------ Record list

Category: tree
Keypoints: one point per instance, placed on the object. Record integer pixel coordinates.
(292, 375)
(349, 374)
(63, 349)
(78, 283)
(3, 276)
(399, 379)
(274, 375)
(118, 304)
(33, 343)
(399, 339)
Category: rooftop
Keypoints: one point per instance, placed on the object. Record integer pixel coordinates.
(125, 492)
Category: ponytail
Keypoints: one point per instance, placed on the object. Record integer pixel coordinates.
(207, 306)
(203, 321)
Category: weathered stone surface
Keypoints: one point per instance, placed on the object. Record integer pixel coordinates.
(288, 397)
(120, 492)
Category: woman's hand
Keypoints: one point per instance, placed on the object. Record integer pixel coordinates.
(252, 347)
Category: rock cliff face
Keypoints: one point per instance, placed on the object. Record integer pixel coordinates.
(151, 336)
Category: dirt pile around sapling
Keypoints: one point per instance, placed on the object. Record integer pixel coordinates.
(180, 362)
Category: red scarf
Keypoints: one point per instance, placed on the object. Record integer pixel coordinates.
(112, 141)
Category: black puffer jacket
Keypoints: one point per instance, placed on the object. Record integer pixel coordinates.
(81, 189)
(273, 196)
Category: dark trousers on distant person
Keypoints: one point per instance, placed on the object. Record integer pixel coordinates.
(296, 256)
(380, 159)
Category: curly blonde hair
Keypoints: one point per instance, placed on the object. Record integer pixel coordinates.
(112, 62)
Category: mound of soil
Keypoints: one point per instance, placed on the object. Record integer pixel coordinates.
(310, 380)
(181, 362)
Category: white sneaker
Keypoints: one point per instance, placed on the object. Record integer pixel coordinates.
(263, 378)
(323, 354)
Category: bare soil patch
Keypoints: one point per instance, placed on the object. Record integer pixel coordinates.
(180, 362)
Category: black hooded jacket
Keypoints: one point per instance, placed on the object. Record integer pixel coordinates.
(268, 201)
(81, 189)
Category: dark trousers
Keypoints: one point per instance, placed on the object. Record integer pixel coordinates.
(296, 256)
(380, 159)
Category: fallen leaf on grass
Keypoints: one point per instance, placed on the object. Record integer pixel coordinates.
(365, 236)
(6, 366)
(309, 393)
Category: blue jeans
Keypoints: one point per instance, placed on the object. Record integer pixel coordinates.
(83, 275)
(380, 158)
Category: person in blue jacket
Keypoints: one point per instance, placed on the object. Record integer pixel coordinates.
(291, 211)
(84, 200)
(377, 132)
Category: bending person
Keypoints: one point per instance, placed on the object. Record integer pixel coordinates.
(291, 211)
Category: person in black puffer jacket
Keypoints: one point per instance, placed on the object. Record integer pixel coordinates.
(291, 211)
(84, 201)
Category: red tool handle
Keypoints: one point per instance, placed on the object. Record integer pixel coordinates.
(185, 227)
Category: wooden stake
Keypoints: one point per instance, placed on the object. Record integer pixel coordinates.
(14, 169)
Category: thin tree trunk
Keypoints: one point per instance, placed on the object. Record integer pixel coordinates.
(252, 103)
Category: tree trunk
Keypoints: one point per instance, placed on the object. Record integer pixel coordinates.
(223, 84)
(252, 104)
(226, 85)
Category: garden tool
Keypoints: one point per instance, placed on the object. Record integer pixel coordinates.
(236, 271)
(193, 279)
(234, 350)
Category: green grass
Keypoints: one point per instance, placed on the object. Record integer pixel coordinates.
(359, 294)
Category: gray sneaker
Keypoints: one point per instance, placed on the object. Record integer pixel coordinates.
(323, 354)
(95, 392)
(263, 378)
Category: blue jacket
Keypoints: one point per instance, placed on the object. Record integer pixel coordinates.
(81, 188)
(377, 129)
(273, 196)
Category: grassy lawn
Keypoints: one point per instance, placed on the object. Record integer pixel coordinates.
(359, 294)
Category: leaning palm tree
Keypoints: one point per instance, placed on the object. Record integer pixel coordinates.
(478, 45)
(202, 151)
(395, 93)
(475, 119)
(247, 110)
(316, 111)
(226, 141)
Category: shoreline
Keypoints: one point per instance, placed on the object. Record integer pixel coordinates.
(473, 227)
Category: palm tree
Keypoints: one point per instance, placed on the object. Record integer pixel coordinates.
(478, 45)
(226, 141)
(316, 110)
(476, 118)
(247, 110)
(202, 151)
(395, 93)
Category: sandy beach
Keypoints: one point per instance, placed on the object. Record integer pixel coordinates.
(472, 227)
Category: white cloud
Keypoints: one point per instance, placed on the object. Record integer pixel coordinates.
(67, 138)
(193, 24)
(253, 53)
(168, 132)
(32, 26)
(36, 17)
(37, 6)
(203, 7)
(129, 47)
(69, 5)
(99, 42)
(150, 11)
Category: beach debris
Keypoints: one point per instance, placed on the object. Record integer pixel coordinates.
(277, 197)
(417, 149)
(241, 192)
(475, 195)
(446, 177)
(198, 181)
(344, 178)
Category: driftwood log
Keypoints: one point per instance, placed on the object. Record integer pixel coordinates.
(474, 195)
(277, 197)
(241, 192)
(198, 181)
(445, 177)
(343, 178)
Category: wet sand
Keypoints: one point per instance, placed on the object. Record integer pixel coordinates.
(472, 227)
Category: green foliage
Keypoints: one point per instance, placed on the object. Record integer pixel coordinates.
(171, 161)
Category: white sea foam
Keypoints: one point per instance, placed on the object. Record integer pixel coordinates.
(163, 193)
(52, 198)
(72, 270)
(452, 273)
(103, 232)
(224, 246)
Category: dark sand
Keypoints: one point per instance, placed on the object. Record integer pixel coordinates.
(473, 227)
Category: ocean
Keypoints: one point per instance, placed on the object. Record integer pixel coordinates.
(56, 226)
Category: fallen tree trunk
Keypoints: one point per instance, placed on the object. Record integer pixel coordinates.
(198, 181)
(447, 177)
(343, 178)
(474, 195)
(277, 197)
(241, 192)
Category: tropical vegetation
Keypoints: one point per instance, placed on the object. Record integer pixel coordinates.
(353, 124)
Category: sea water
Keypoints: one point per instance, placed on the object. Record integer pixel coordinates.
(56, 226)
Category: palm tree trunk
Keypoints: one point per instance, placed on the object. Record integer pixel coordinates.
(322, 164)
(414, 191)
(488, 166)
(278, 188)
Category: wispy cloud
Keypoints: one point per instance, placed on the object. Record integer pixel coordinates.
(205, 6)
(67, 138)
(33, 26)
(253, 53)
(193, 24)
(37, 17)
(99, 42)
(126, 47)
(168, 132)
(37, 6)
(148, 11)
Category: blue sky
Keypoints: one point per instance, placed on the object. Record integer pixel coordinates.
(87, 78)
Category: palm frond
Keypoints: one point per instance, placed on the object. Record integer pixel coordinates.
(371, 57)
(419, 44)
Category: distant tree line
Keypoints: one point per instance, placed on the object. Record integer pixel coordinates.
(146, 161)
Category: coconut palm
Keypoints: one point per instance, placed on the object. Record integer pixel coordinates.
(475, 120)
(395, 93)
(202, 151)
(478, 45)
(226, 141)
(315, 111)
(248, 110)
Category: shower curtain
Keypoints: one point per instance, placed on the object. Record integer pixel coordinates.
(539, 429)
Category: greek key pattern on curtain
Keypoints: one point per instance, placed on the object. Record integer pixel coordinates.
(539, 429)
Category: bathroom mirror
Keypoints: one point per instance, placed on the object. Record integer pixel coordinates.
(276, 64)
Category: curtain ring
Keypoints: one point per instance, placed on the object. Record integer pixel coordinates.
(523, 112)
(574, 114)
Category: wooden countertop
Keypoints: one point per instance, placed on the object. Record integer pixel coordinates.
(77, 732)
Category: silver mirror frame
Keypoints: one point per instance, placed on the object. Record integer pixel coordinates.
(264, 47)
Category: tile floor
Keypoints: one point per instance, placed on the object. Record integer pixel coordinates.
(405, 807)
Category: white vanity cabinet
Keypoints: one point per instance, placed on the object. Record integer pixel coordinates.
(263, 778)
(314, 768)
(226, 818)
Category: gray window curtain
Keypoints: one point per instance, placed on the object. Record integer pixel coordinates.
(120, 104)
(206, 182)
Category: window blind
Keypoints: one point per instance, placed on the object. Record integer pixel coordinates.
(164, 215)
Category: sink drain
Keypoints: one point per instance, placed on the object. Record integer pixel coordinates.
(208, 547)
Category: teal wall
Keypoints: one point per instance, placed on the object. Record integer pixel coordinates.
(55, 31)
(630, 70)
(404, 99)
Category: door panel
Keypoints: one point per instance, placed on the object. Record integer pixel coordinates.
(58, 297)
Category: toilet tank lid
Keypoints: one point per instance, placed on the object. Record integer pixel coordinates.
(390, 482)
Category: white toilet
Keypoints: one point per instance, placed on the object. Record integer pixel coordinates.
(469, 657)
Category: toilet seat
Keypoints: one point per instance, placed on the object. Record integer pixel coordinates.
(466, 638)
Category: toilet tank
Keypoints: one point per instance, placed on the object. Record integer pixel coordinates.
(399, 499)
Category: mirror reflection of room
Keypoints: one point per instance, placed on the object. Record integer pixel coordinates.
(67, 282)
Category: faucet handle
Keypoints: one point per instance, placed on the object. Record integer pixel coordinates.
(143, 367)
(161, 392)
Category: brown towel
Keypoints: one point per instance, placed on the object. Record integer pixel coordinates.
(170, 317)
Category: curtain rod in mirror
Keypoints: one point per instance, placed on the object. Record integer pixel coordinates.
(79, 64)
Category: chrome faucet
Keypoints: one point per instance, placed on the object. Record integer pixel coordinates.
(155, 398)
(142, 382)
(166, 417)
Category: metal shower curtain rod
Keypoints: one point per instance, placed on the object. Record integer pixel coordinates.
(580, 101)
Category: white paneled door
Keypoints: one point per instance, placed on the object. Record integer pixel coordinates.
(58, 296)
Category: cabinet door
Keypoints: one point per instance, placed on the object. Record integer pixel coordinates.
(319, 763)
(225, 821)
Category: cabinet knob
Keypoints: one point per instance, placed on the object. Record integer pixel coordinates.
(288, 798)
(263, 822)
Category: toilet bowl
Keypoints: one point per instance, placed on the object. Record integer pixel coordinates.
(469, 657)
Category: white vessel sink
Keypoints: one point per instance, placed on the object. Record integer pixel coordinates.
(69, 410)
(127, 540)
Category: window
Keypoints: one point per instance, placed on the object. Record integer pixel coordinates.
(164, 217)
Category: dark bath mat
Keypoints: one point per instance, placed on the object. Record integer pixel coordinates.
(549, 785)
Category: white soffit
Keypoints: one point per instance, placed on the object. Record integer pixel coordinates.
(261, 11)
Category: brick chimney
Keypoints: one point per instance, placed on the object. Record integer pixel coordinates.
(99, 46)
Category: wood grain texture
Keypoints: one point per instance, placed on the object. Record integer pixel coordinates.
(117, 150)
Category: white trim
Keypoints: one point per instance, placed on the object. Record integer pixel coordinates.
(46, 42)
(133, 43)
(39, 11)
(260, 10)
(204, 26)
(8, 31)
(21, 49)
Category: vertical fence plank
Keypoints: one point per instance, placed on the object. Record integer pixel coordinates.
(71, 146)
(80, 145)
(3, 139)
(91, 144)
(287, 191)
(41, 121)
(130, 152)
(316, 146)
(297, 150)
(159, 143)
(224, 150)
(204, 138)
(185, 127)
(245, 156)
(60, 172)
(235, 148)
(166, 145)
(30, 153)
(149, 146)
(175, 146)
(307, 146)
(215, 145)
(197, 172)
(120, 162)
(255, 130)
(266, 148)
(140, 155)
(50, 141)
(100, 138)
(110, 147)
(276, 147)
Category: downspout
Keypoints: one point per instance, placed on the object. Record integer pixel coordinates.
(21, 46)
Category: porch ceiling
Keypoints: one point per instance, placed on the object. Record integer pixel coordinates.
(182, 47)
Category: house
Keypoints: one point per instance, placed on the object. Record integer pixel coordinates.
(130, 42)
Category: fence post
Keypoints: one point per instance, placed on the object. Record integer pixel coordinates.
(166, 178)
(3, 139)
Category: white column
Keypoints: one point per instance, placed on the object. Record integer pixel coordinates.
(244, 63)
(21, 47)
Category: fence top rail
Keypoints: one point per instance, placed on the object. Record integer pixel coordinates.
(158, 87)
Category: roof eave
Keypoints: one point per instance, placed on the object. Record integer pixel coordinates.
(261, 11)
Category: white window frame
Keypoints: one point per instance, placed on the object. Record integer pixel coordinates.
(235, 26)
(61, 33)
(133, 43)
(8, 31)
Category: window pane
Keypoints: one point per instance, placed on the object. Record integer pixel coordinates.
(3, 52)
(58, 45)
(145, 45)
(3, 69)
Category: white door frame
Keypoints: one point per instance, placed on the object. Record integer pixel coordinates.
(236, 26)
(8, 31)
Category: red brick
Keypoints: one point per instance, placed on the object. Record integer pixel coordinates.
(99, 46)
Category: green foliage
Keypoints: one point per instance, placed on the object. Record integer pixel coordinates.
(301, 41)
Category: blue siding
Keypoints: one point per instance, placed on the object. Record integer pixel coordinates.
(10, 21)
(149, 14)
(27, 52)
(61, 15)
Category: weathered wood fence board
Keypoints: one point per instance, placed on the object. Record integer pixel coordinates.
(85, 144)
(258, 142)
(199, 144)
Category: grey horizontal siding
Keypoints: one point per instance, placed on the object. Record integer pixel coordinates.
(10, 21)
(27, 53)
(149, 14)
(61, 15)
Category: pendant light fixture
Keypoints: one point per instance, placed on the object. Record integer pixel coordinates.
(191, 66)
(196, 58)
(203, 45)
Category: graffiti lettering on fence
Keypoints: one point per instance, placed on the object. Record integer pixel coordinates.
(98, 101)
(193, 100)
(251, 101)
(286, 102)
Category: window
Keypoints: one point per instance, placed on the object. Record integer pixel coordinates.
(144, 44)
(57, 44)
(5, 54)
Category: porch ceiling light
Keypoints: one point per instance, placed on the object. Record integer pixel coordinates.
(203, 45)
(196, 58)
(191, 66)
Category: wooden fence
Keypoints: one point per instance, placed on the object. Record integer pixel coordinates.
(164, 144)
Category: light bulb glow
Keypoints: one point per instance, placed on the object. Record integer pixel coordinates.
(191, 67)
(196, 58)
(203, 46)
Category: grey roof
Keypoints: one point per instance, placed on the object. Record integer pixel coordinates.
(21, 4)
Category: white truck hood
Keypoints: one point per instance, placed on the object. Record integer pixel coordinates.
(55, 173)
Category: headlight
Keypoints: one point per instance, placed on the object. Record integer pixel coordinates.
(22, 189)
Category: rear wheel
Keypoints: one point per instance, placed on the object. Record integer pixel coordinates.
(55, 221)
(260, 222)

------------

Can you repeat the records above verbatim, from the line containing "Category: white truck hood" through the end of the records?

Category: white truck hood
Keypoints: one point per instance, placed on the object. Record integer pixel coordinates.
(55, 173)
Category: headlight
Keypoints: one point per instance, placed on the object. Record integer pixel coordinates.
(22, 189)
Category: rear wheel
Keypoints: one point per instance, placed on the object. Record integer pixel coordinates.
(55, 221)
(260, 222)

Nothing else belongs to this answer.